#### Given data
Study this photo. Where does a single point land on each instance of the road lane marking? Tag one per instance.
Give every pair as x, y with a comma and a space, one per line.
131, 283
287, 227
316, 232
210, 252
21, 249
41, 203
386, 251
########
= Problem statement =
Copy the listing above line for line, keeping every character the same.

= Task solution =
Study this photo. Where does a single point land on each instance of the road lane marking? Tag one per instance.
Give every pair as x, y with a comma and a space, one per line.
131, 283
287, 227
316, 232
210, 252
21, 249
41, 203
386, 251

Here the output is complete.